▸ Task brief:
Locate every line in the listing below that contains the string "inside" and copy each of those lines in full.

▸ Input for this task:
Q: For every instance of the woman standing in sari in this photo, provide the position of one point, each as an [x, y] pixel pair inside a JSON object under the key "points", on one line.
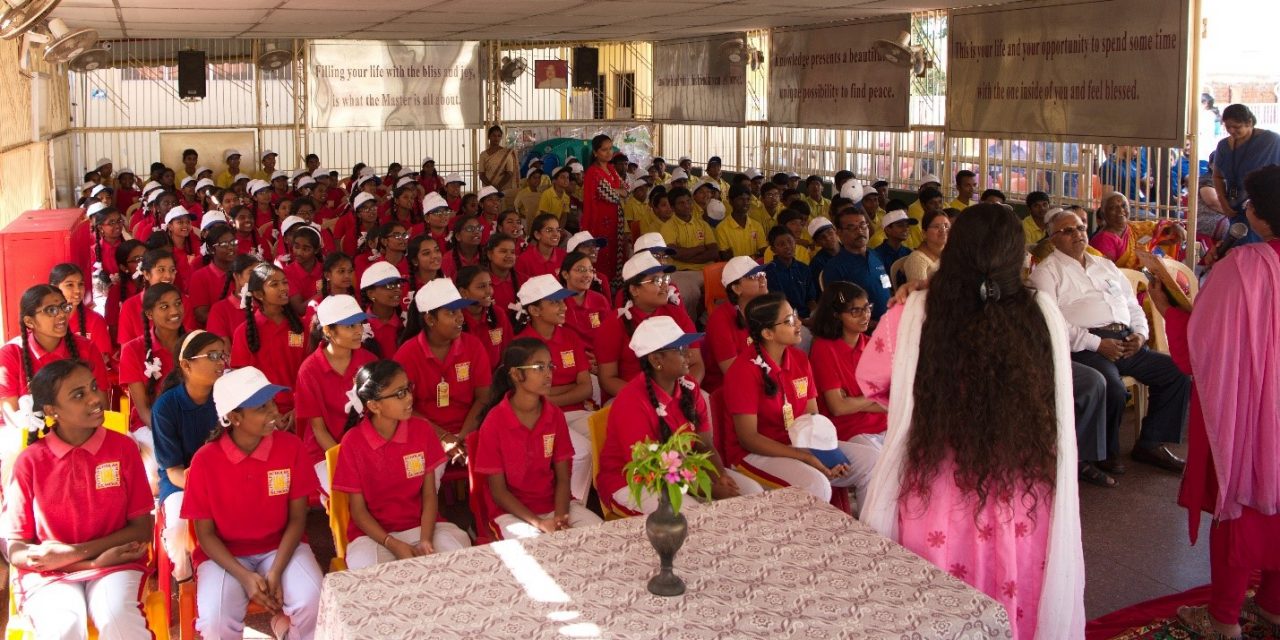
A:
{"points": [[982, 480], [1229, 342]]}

...

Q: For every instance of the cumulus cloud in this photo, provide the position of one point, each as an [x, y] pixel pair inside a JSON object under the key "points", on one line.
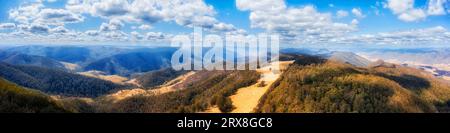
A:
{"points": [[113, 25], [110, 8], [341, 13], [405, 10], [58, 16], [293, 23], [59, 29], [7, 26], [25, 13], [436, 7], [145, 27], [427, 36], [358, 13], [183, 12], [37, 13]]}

▸ Written answer:
Q: For every instance of the woman standing in sari in this photo, provide the position of one point, each as an [x, y] pixel pair inside a JSON object under the key "points", on one line.
Q: For every instance of the cumulus cloud in this photo, provide the position of one point, each as an [x, y] pixel pair inside a JSON object under the key "points", on one line.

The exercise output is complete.